(Catatan dari sebuah koleksi)

______________________________

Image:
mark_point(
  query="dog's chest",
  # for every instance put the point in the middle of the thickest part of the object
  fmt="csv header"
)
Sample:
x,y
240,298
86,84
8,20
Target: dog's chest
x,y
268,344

______________________________

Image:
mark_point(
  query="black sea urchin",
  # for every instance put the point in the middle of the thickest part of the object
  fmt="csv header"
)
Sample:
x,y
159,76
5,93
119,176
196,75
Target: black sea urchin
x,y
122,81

______________________________

INSTRUKSI ::
Temukan semua baris di atas yang memuat kata "black", lalu salin setiap baris tersebut dengan memperhatikan perbedaan huruf besar dan kecil.

TUGAS SELESAI ::
  query="black sea urchin",
Target: black sea urchin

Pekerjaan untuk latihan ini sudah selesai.